#### BRIEF
Sift the listing for lines that hold the string "below" and pull them out.

#### SUPPLIED DATA

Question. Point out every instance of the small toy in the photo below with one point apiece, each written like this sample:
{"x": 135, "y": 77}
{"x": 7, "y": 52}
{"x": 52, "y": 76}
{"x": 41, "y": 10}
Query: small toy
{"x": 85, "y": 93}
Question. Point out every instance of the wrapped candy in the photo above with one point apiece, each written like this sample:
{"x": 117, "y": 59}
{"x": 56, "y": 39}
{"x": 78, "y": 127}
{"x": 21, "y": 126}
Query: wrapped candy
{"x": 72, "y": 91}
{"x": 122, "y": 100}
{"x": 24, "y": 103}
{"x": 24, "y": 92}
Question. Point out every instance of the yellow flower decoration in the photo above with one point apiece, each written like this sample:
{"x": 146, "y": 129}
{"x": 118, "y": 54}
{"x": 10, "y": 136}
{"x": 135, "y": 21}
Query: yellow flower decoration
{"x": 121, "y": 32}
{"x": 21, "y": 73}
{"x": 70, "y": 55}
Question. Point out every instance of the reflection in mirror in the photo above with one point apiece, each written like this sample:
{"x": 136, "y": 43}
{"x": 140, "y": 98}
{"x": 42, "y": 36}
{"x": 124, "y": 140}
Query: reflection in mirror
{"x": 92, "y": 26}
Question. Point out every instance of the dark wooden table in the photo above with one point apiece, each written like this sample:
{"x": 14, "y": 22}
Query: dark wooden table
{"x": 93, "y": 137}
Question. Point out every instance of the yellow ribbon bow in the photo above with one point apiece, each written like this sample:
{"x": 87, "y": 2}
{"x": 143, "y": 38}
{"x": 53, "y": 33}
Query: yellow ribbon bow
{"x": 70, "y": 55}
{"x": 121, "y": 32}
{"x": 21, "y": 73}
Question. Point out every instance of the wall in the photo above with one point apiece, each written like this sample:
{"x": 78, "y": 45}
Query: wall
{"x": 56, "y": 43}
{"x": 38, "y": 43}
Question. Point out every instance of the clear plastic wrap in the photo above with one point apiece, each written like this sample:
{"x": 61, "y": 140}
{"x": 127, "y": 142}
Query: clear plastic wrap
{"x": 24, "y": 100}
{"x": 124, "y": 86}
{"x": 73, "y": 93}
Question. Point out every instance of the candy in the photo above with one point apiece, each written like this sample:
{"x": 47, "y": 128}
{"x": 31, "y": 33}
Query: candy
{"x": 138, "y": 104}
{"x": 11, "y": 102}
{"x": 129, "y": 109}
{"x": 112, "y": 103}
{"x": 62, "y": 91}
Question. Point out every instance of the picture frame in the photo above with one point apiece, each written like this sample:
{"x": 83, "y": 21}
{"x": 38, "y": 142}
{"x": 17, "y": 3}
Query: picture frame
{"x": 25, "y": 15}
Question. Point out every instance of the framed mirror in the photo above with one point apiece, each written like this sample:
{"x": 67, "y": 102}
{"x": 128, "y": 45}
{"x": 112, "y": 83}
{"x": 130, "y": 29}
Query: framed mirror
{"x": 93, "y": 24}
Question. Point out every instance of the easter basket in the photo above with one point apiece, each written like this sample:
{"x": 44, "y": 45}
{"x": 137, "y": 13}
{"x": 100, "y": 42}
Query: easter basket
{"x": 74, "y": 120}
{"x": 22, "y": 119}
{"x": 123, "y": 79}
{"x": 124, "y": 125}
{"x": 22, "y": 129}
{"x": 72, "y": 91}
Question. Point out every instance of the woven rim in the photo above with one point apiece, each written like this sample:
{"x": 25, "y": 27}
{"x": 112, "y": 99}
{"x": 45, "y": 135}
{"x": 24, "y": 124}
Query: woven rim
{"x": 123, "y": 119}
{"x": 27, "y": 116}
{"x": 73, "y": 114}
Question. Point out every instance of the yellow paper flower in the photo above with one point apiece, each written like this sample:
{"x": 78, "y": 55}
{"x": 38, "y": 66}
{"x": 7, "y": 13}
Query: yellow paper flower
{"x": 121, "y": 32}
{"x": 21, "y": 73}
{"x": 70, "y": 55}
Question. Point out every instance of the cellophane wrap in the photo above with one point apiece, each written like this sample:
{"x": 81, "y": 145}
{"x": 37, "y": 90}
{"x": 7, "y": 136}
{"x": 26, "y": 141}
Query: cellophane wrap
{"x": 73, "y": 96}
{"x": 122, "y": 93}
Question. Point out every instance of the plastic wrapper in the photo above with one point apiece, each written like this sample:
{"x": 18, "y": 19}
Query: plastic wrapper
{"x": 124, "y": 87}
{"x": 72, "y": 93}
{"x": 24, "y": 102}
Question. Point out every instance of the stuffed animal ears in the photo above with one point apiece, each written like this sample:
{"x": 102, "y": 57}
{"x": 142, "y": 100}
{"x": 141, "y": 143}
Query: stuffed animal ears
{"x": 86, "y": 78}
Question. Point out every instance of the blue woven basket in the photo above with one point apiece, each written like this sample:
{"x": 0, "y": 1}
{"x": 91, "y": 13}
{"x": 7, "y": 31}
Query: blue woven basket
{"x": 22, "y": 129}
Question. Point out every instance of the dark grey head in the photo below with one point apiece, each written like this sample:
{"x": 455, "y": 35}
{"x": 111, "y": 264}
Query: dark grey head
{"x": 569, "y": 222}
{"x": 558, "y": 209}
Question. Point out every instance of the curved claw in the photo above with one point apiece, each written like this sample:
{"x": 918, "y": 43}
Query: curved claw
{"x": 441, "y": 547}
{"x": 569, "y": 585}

#### YOUR SOLUTION
Question. Point out every instance of the small toy in the photo below with one point apiece, each written like this sample:
Question. Point out every instance of the dark grey head in the photo below with one point apiece, each written like this sample:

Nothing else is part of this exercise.